Consegne =>
[1] Trascrivi il passo del brano sull'Unione europea da "Il Trattato di Roma fu" a "le politiche economiche.".
[2] Secondo il brano sull'Unione europea, in che anno risale il Trattato di Roma?

Brano =>
--
Il Trattato di Roma fu firmato per evitare che i disastri della Seconda guerra mondiale si potessero ripetere; solo questo convinse le nazioni a cedere tanto potere anche in campo economico. Ma da allora l’Unione europea è stata tenuta insieme da forze impreviste. Soprattutto la globalizzazione ha insegnato che le politiche nazionali non bastano, e che la cooperazione tra nazioni è l’unico modo per rendere efficaci le politiche economiche.

L’Unione europea ha preso vita in mezzo a circostanze che oggi sarebbero inimmaginabili: è stato questo che ha portato alla creazione di istituzioni sovrannazionali e di regole – il Trattato di Roma del 1957 – che rappresentano il cuore sia delle difficoltà, sia della forza dell’Unione. Al Trattato di Roma si può anche attribuire il fatto che l’integrazione europea si sia raramente fermata o abbia fatto passi indietro. Ma il Trattato ha imposto agli Stati membri un livello di integrazione politica ed economica che oggi sarebbe inaccettabile per la maggior parte delle Nazioni. Se gli Stati membri potessero ridisegnare l’Unione da zero, credo che solo pochissimi accetterebbero ancora di trasferire tanto potere alla Comunità.
--
Dati estratti =>
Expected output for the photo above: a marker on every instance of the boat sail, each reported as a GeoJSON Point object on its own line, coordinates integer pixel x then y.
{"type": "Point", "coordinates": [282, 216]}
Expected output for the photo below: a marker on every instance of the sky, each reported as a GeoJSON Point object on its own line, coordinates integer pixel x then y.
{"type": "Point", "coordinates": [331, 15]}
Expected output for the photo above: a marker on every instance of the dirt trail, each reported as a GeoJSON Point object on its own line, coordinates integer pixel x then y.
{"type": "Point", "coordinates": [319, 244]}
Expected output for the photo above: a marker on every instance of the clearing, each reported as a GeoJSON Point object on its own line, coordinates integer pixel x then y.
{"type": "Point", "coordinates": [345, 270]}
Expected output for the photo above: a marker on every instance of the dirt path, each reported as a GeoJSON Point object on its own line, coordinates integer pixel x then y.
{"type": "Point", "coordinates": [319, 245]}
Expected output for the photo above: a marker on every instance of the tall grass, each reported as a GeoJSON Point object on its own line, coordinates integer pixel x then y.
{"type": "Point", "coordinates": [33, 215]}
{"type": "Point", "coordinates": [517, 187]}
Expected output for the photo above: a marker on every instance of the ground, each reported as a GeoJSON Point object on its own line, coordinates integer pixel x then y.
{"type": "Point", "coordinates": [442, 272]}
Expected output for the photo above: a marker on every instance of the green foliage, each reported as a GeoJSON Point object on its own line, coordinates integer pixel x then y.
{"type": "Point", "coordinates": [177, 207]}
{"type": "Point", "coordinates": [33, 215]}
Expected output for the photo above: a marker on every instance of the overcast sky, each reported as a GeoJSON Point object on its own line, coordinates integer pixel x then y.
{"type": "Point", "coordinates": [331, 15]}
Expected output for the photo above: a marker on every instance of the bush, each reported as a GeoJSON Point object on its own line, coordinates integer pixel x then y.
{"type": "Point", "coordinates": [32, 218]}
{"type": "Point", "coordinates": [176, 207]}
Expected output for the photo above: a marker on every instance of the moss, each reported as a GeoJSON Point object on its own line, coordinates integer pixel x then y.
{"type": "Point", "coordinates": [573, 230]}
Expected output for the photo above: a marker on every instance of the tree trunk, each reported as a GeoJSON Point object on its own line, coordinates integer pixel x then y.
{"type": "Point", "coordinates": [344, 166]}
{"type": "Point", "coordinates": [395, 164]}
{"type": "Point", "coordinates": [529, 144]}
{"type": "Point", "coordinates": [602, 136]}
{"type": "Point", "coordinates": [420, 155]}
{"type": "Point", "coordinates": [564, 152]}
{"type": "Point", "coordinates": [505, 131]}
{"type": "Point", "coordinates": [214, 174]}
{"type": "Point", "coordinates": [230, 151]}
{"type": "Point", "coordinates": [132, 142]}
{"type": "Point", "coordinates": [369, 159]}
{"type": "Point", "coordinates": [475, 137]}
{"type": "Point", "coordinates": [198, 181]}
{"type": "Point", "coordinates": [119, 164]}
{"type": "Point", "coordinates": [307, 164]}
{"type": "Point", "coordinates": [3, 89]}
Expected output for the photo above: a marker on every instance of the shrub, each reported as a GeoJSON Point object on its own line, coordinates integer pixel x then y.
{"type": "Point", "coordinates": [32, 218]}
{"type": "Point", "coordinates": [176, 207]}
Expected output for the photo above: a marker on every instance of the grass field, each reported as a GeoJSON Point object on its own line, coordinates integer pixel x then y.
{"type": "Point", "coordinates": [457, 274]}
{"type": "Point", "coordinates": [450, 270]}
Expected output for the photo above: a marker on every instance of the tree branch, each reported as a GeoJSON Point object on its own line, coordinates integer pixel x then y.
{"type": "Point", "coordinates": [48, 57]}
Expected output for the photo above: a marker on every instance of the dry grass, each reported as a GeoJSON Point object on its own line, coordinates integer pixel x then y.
--
Risposte scritte =>
[1]
Il Trattato di Roma fu firmato per evitare che i disastri della Seconda guerra mondiale si potessero ripetere; solo questo convinse le nazioni a cedere tanto potere anche in campo economico. Ma da allora l’Unione europea è stata tenuta insieme da forze impreviste. Soprattutto la globalizzazione ha insegnato che le politiche nazionali non bastano, e che la cooperazione tra nazioni è l’unico modo per rendere efficaci le politiche economiche.

[2] Al 1957.